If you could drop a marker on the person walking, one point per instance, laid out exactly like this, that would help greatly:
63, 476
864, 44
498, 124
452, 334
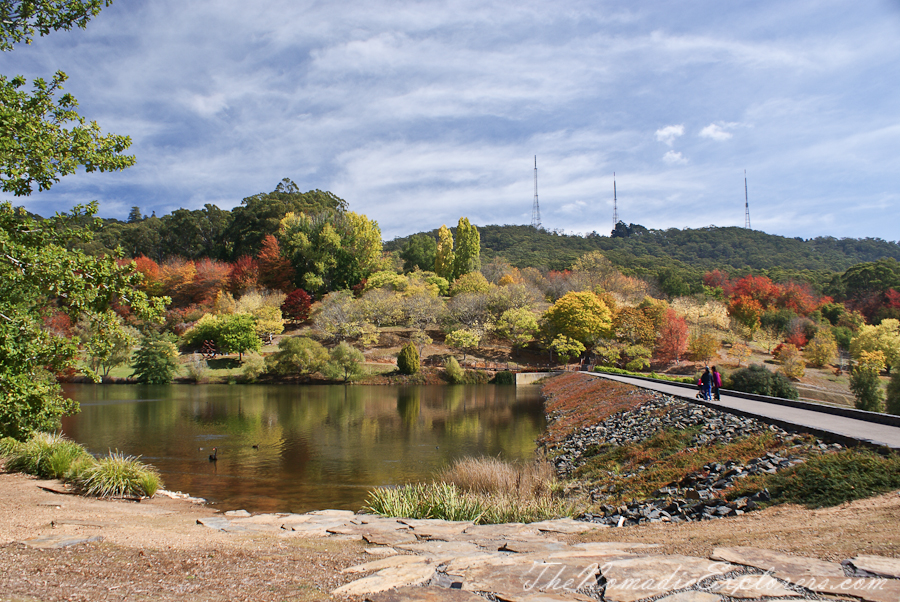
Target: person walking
716, 383
706, 384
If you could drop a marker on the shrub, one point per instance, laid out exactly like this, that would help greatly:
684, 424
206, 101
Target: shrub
792, 364
346, 362
760, 381
296, 306
156, 361
253, 366
298, 355
45, 455
504, 377
703, 347
832, 479
892, 402
454, 372
408, 359
118, 475
867, 389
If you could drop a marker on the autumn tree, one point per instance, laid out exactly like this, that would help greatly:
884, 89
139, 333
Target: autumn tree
467, 255
296, 305
578, 315
275, 270
673, 337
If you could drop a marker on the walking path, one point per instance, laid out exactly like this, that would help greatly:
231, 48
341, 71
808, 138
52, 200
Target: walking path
802, 419
430, 560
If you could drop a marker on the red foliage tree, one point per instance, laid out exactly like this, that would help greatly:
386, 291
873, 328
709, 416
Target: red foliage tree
745, 310
758, 288
296, 305
243, 275
673, 337
275, 271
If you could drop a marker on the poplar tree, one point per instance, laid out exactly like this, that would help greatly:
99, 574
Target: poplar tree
443, 262
468, 249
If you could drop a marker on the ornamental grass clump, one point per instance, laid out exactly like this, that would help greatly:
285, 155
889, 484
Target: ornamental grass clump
45, 455
118, 475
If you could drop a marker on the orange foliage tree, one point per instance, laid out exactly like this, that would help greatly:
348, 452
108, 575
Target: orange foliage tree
275, 270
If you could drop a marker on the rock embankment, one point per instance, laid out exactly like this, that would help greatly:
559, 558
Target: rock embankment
699, 495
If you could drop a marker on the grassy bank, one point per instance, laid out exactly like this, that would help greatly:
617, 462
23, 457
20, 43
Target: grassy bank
55, 457
482, 490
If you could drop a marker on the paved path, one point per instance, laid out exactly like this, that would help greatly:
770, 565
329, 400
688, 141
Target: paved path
860, 430
436, 560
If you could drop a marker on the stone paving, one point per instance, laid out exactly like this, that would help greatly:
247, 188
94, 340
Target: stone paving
428, 560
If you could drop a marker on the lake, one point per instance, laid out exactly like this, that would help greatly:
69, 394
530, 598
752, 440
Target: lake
319, 446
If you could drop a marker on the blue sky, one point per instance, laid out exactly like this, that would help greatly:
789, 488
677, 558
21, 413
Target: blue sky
418, 113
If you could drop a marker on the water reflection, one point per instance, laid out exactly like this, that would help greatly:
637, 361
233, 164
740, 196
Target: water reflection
315, 447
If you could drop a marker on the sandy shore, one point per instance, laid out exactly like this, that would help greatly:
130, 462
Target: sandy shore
155, 550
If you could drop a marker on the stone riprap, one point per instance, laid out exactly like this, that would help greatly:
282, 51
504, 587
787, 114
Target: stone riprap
696, 496
446, 560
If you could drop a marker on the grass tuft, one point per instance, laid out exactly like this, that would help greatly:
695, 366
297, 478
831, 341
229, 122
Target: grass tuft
118, 475
45, 455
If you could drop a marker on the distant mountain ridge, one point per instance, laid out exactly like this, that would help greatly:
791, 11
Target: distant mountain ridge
696, 250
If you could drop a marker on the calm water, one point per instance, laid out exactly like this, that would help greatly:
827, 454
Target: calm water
319, 446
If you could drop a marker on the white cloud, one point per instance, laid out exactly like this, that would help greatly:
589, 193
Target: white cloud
668, 134
674, 158
714, 131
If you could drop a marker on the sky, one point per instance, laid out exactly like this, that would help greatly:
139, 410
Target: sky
418, 113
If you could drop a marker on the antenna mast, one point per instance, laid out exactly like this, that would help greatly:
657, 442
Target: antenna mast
615, 204
746, 204
535, 208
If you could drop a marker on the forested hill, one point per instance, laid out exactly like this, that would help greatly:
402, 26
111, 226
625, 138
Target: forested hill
640, 250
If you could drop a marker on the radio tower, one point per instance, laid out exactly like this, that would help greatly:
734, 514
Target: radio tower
746, 204
615, 204
535, 208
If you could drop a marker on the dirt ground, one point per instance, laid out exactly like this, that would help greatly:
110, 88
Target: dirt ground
155, 550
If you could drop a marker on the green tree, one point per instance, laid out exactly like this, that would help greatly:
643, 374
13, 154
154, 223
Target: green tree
298, 355
578, 315
865, 384
761, 381
892, 399
330, 250
566, 348
156, 362
467, 256
106, 340
346, 362
884, 338
443, 259
464, 339
237, 334
408, 359
40, 276
518, 326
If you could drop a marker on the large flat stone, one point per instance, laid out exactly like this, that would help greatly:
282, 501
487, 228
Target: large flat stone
753, 586
424, 594
777, 562
631, 579
692, 596
442, 549
383, 563
872, 590
57, 541
412, 574
526, 578
878, 565
566, 525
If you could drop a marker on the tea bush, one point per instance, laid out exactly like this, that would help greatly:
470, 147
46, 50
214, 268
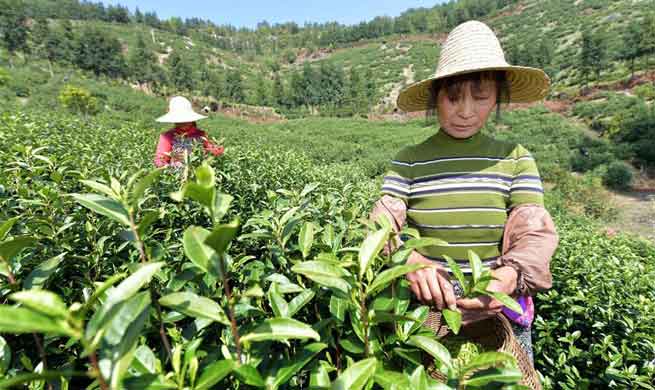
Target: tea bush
138, 278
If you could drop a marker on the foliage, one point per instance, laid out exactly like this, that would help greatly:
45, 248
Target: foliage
78, 100
618, 175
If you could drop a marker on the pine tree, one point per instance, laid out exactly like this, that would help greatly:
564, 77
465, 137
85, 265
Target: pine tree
278, 91
180, 72
631, 47
142, 63
14, 30
99, 52
234, 86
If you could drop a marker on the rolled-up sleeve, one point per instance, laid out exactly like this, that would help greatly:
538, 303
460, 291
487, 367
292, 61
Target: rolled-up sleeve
528, 246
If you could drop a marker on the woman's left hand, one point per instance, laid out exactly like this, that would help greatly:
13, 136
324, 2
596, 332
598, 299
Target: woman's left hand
478, 309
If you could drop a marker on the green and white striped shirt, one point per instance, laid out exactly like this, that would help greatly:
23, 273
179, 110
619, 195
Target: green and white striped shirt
461, 191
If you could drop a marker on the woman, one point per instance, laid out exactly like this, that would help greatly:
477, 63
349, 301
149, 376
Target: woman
178, 141
472, 191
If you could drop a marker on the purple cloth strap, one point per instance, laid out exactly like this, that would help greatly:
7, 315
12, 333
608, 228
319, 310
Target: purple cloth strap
525, 319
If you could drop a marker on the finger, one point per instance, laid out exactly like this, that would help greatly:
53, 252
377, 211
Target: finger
481, 303
425, 290
435, 289
416, 290
447, 290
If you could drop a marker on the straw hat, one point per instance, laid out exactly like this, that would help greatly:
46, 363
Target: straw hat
473, 47
180, 111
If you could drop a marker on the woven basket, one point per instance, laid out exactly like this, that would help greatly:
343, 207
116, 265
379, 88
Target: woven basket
494, 334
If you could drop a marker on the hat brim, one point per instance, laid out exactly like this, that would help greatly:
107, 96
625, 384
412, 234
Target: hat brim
180, 117
526, 85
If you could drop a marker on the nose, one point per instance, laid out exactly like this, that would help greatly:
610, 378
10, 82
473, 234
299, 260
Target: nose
466, 108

Work required: Each record above should come back exactly the same, only without its pictures.

Final result:
If you could drop a marker on the person walking, one point per instance, laid out exactly like this, that would help greatly:
63, 476
864, 44
498, 124
452, 334
Target: person walking
716, 383
706, 384
If you could drop a marker on the shrub, one point per instance, laid out exactly like this, that would help greatly:
684, 424
206, 101
Target: shrub
792, 364
346, 362
760, 381
296, 306
156, 361
253, 366
298, 355
45, 455
504, 377
703, 347
832, 479
892, 402
454, 372
408, 359
118, 475
867, 389
If you could drop a marker on the autumn tree, one point per instance, laid out exactly like this, that would help greatly:
884, 89
139, 333
Target: autumn tree
467, 255
296, 305
578, 315
275, 270
673, 337
If you could drop a marker on the walking path, one point per instance, laid out exactly like this, that would help greatly:
231, 48
341, 71
808, 138
52, 200
Target: walking path
802, 419
430, 560
If you could drop a marker on the red foliage tree, one point per instance, laid out exactly like this, that would help greatly:
386, 291
873, 328
709, 416
Target: red foliage tree
745, 310
758, 288
296, 305
243, 275
673, 337
275, 271
If you could drop a marker on the poplar tree, one point per instance, laid out exactly like this, that would help greatly:
99, 574
Target: poplar tree
443, 262
468, 249
If you could drop a marker on the ornamental grass clump, one point per instance, laid out exactly like this, that would help greatly:
285, 155
889, 484
Target: ornamental grass clump
45, 455
118, 475
If you could drop a marker on the orange foliage tree, one point per instance, laid out exactly like this, that would help greatly:
348, 452
108, 575
Target: orange foliage tree
275, 270
If you could drop a marker on the rock embankment, one point per instance, laid out exactly like this, that would help greatly:
559, 558
Target: rock embankment
699, 495
If you could drop a marker on the grassy bank, one point per instance, laid out exactly like this, that would help greatly:
617, 462
23, 457
20, 43
Target: grassy bank
55, 457
482, 490
If you could drop a marker on the paved path, one point per instance, laid out exactly like this, that would help greatly:
770, 565
329, 400
688, 141
Target: paved path
860, 430
436, 560
If you could drop a marker on the stone paving, one point per instance, laid out exactly like this, that would help greatly:
247, 188
94, 340
Target: stone paving
428, 560
If you could drop a marker on the lake, one point per instance, laid out exactly like this, that would help greatly:
69, 394
530, 598
752, 440
Target: lake
319, 446
If you could drop a marker on the blue sky, one point per instance, laid out exactly like this, that would help greatly:
789, 488
677, 558
21, 413
Target: blue sky
418, 113
If you could drop a marker on the water reflection, one point per instance, laid out exactly like this, that would help greatly:
637, 361
233, 164
740, 196
Target: water reflection
315, 447
If you could drop a marker on the sandy shore, one point per instance, laid out exactly like this, that would help greatly:
130, 462
Target: sandy shore
155, 550
If you could drop a marker on the stone riprap, one point per instance, laid out exactly like this, that would help greatly:
282, 51
504, 587
787, 114
Target: stone riprap
696, 496
446, 560
If you could drop a marker on the grass tuft, one point per instance, laid out exactly like this, that would help greatly:
695, 366
297, 478
831, 341
229, 122
Target: grass tuft
118, 475
45, 455
If you could drop a marker on the distant mountain ridge, one point per instance, laid out exactly like this, that would help greatly:
791, 11
Target: distant mountain ridge
696, 250
If you could drop a marker on the calm water, one point per instance, laid out exactly like this, that would help greatly:
827, 454
Target: calm water
319, 446
If you could drop a marker on the white cloud, one point per instance, laid out exactly like this, that would help greatly:
589, 193
Target: white cloud
668, 134
674, 158
714, 131
If you could drop a marker on the sky, one point per instance, laid out exactly like this, that would help greatly:
139, 410
Target: sky
418, 113
If you could drop a marker on the antenna mast, one point per instance, laid out exactly like this, that would help greatly:
657, 442
Target: antenna mast
615, 204
746, 204
535, 208
If you could drop a marker on the forested hill, one point per instance, laid out exactly like this, that would help greatly:
402, 26
111, 226
625, 138
Target: forested hill
640, 250
If you could drop a marker on the radio tower, one point per instance, laid out exactly like this, that would help greatly:
734, 514
Target: radio tower
746, 204
615, 204
535, 208
If you could drop a marker on the dirt ground, one point per instance, laid out exactly like this, that would help greatly:
110, 88
Target: dirt ground
155, 550
If you could drop a marker on the green tree, one point per instance, laid out exactly like this, that would help greatly:
643, 374
13, 154
154, 223
Target: green tree
298, 355
578, 315
865, 384
761, 381
892, 399
330, 250
566, 348
156, 362
467, 256
106, 340
346, 362
884, 338
443, 259
464, 339
237, 334
408, 359
40, 276
518, 326
If you could drop a marker on the large flat stone, one point per instance, laid out exactly like this, that would help greatly:
282, 501
487, 228
Target: large flat stone
753, 586
424, 594
777, 562
631, 579
692, 596
442, 549
383, 563
872, 590
57, 541
412, 574
526, 578
878, 565
566, 525
If you could drop a marker on the tea bush, one point per instance, laid out exactly like this, that would help greatly:
470, 147
46, 50
214, 268
Target: tea bush
138, 278
If you could drop a marker on the foliage, one point per instance, laid out exactly like this, that would help greatly:
45, 248
Target: foliage
78, 100
618, 175
If you could drop a marker on the pine tree, one point per instance, laid out exactly like this, that would help greatly:
564, 77
465, 137
85, 265
Target: pine tree
278, 91
180, 72
631, 47
142, 63
14, 30
99, 52
234, 86
If you could drop a marker on the rolled-up sleeve, one point per instance, laid out exactly like this, that would help greatly:
538, 303
460, 291
487, 367
292, 61
Target: rolled-up sleeve
528, 246
If you could drop a marker on the woman's left hand, one point per instance, laid out exactly like this, that would help greatly:
13, 136
324, 2
596, 332
598, 299
Target: woman's left hand
478, 309
If you could drop a marker on the green and white striped shirt, one point per instance, laid out exactly like this, that would help greatly:
23, 273
179, 110
619, 195
Target: green and white striped shirt
461, 191
If you could drop a marker on the woman, one point per instance, laid out exactly like this, that would help greatly:
477, 63
349, 301
149, 376
Target: woman
178, 141
472, 191
If you could drop a marker on the purple cloth strap, one point per instance, laid out exactly like this, that would help greatly:
7, 315
12, 333
608, 228
319, 310
Target: purple cloth strap
525, 319
If you could drop a marker on the finger, one point per instance, laid out exactly like this, that would help greatly:
53, 252
377, 211
Target: finger
481, 303
425, 290
435, 289
416, 290
447, 290
If you could drop a marker on the straw hat, one point per instance, laid out exactly like this, that would help greatly:
46, 363
Target: straw hat
473, 47
180, 111
If you could drop a marker on the woven basket, one point per instance, laid out exactly like this, that would help greatly:
343, 207
116, 265
379, 88
Target: woven basket
494, 334
If you could drop a marker on the hat brim, one point per instance, laid out exactly like this, that would help greatly:
107, 96
625, 384
412, 234
Target: hat brim
180, 117
526, 85
If you could drop a marker on the nose, one point per instance, laid out exactly like this, that would help greatly:
610, 378
10, 82
473, 234
299, 260
Target: nose
466, 108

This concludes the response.